_WHAT TO PRODUCE:_ Reproduce the records below in their entirety, character for character.
----
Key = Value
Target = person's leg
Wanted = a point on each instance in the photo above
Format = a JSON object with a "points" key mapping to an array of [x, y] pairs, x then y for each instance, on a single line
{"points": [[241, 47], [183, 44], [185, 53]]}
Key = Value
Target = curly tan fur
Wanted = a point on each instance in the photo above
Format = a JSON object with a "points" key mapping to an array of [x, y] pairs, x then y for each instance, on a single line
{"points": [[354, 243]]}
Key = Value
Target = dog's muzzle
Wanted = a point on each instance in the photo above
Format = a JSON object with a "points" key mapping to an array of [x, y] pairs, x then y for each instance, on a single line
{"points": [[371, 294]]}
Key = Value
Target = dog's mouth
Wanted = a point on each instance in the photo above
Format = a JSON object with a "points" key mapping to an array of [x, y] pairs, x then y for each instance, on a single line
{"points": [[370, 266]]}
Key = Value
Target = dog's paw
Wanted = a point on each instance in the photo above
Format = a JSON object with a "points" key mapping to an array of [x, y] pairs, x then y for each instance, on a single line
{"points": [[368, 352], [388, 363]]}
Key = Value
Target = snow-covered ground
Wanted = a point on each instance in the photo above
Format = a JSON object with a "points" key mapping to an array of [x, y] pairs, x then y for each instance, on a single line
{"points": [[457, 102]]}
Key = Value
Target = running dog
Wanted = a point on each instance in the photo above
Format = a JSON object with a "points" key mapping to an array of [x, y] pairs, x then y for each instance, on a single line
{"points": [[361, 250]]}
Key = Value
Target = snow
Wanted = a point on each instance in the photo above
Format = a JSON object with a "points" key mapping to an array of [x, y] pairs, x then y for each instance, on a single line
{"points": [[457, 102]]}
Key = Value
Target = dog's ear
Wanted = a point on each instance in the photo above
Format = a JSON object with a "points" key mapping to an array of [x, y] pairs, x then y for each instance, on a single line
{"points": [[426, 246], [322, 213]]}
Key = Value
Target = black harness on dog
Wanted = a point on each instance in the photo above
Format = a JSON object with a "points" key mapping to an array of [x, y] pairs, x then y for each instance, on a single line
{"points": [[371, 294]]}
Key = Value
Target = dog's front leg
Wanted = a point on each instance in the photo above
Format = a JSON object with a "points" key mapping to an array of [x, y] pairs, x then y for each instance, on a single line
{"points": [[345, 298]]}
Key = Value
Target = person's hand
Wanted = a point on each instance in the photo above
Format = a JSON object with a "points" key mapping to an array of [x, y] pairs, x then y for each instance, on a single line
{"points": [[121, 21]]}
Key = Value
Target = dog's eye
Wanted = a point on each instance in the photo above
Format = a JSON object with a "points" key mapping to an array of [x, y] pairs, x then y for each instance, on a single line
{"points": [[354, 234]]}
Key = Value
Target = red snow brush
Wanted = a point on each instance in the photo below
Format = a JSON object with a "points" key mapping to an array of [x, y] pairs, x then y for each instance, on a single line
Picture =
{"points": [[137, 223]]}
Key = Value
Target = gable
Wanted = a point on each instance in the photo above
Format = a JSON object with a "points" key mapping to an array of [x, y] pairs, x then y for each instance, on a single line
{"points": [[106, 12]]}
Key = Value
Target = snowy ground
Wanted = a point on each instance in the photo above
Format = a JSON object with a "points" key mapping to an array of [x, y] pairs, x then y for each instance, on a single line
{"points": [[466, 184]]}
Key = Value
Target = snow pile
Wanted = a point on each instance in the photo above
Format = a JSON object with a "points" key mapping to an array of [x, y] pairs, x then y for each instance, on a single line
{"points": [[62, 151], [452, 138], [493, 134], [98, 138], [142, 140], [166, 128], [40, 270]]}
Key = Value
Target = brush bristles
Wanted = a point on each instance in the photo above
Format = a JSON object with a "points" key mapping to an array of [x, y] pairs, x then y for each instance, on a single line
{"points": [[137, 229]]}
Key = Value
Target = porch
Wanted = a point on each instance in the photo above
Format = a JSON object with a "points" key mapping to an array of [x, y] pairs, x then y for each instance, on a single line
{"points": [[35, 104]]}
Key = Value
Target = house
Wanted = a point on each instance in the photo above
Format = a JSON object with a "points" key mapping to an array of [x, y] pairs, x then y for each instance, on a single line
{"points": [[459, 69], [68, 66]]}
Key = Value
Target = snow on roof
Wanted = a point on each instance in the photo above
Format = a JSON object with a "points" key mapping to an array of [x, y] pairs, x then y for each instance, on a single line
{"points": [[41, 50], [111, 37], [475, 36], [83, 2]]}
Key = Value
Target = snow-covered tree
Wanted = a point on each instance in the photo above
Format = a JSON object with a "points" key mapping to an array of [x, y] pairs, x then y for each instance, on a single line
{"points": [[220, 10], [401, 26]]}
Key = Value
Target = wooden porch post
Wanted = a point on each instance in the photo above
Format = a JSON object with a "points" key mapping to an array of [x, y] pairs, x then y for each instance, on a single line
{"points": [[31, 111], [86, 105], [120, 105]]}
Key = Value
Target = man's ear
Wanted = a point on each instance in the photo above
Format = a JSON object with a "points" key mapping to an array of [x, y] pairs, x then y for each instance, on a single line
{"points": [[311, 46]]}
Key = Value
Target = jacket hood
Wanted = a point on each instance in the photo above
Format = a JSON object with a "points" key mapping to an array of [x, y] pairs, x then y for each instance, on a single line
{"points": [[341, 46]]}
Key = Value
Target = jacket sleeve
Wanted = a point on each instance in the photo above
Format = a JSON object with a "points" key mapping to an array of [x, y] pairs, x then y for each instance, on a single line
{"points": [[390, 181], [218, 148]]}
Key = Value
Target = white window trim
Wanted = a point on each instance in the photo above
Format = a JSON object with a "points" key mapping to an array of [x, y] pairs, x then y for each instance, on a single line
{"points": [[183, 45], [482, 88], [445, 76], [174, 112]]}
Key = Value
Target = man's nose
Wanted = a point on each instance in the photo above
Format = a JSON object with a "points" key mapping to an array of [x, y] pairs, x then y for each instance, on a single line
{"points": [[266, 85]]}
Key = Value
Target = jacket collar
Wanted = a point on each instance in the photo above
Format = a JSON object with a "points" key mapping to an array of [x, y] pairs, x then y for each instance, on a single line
----
_EXERCISE RESPONSE:_
Key = Value
Target = person's leg
Wanted = a point on each instance in the photo above
Format = a JSON object with a "points" key mapping to an array of [x, y] pairs, x then y for each instance, on a single line
{"points": [[241, 47], [183, 44], [185, 53]]}
Key = Value
Target = curly tan fur
Wanted = a point on each instance in the photo above
Format = a JSON object with a "points" key mapping to an array of [x, y] pairs, x then y for each instance, on a single line
{"points": [[354, 243]]}
Key = Value
Target = dog's muzzle
Wanted = a point on each instance in the photo above
Format = a JSON object with a "points" key mapping to an array of [x, y] pairs, x then y for each instance, on a single line
{"points": [[371, 294]]}
Key = Value
Target = dog's mouth
Wanted = a point on each instance in the photo above
Format = a JSON object with a "points" key mapping to an array of [x, y] pairs, x then y for each instance, on a single line
{"points": [[370, 266]]}
Key = Value
Target = dog's paw
Wanted = a point on each instance in the photo above
Format = a JSON object with a "points" key mapping to an array of [x, y] pairs, x then y for each instance, on a single line
{"points": [[368, 352], [388, 363]]}
Key = Value
Target = snow-covered ground
Wanted = a point on each instance in the photo above
Format = a JSON object with a "points" key mapping to an array of [x, y] pairs, x then y for each instance, on a single line
{"points": [[457, 102]]}
Key = Value
Target = running dog
Wanted = a point on each instance in the photo above
Format = a JSON object with a "points" key mapping to an array of [x, y] pairs, x then y for each instance, on a single line
{"points": [[361, 250]]}
Key = Value
Target = snow
Wanted = a point on each instance in the photo above
Format = a JSON object with a "points" key mapping to an array of [x, y] pairs, x then y for each instance, on a single line
{"points": [[457, 102]]}
Key = Value
Target = dog's ear
Wanted = a point on each instance in the photo above
Format = a JSON object with a "points" key mapping to an array of [x, y] pairs, x then y for each instance, on a single line
{"points": [[426, 246], [322, 213]]}
Key = Value
Target = black harness on dog
Wanted = a point on each instance in the photo above
Format = a JSON object with a "points" key mapping to an array of [x, y] pairs, x then y for each instance, on a single line
{"points": [[371, 294]]}
Key = Value
Target = dog's front leg
Wanted = a point on each instance in the photo above
Format = a JSON object with a "points" key mapping to an array of [x, y] pairs, x then y for each instance, on a single line
{"points": [[345, 298]]}
Key = Value
Target = person's hand
Wanted = a point on each instance in the photo above
Format = a JSON object with a "points" key mapping to an array of [x, y] pairs, x then y for each instance, on a single line
{"points": [[121, 21]]}
Key = Value
Target = dog's eye
Wanted = a point on each instance in the photo above
Format = a JSON object with a "points" key mapping to an array of [x, y] pairs, x then y for each instance, on a single line
{"points": [[354, 234]]}
Key = Value
Target = red snow brush
Wanted = a point on each instance in the photo below
Format = a JSON object with a "points" key mapping to an array of [x, y] pairs, x then y for each instance, on a single line
Picture =
{"points": [[137, 223]]}
Key = Value
Target = gable
Wanted = a point on each instance in the photo above
Format = a JSON object with a "points" key mapping to an array of [x, y] pairs, x then y for each instance, on a single line
{"points": [[106, 12]]}
Key = Value
Target = snowy ground
Wanted = a point on each instance in the photo above
Format = a JSON object with a "points" key mapping to an array of [x, y] pairs, x then y for each instance, on a single line
{"points": [[466, 184]]}
Key = Value
Target = snow pile
Wanted = a point on each instance in the photo above
Format = a JSON object with a "points" key mapping to an array of [x, y] pairs, x then y for each instance, on a single line
{"points": [[62, 151], [452, 138], [493, 134], [98, 138], [142, 140], [166, 128], [40, 270]]}
Key = Value
Target = brush bristles
Wanted = a point on each instance in the photo above
Format = a JSON object with a "points" key mapping to an array of [x, y] pairs, x then y for each instance, on a single line
{"points": [[137, 229]]}
Key = Value
Target = porch
Wanted = a point on each instance in the photo above
Format = a JSON object with a "points" key mapping to an array of [x, y] pairs, x then y for each instance, on a single line
{"points": [[35, 104]]}
Key = Value
Target = house
Wanted = a point on each instance in the photo above
Format = a JSON object with a "points" key mapping to an array of [x, y] pairs, x then y for each instance, on a single line
{"points": [[459, 69], [68, 66]]}
Key = Value
Target = snow on roof
Wanted = a point on each instance in the photo above
Format = a JSON object with a "points" key mapping to an array of [x, y] pairs, x then y for each instance, on a single line
{"points": [[41, 50], [111, 37], [475, 36], [83, 2]]}
Key = Value
Target = snow-covered tree
Wanted = a point on each instance in the photo above
Format = a JSON object with a "points" key mapping to an array of [x, y] pairs, x then y for each instance, on a single line
{"points": [[220, 10], [401, 26]]}
Key = Value
Target = wooden porch post
Wanted = a point on each instance in the photo above
Format = a JSON object with a "points" key mapping to an array of [x, y] pairs, x then y for each instance, on a single line
{"points": [[31, 111], [86, 105], [120, 105]]}
Key = Value
Target = man's ear
Wanted = a point on each instance in the photo above
Format = a JSON object with a "points" key mapping to an array of [x, y] pairs, x then y for each instance, on a single line
{"points": [[311, 46]]}
Key = Value
Target = jacket hood
Wanted = a point on each instance in the photo above
Format = a JSON object with a "points" key mapping to an array of [x, y] pairs, x then y for each instance, on a single line
{"points": [[341, 46]]}
Key = Value
Target = jacket sleeve
Wanted = a point on each instance in the photo above
Format = a JSON object with a "points" key mapping to an array of [x, y] pairs, x then y for each instance, on a single line
{"points": [[390, 181], [218, 148]]}
Key = Value
Target = white window trim
Wanted = a point on each instance in the photo above
Format = a JSON object with a "points" key mapping to an array of [x, y] pairs, x then y for each instance, on a single line
{"points": [[183, 45], [482, 88], [445, 76], [174, 112]]}
Key = Value
Target = man's nose
Wanted = a point on each instance in the photo above
Format = a JSON object with a "points" key mapping to an array of [x, y] pairs, x then y for each instance, on a single line
{"points": [[266, 85]]}
Key = Value
Target = jacket collar
Wanted = a point on each instance in the photo above
Format = a JSON object with a "points" key mapping to an array of [x, y] pairs, x then y for each instance, on a single line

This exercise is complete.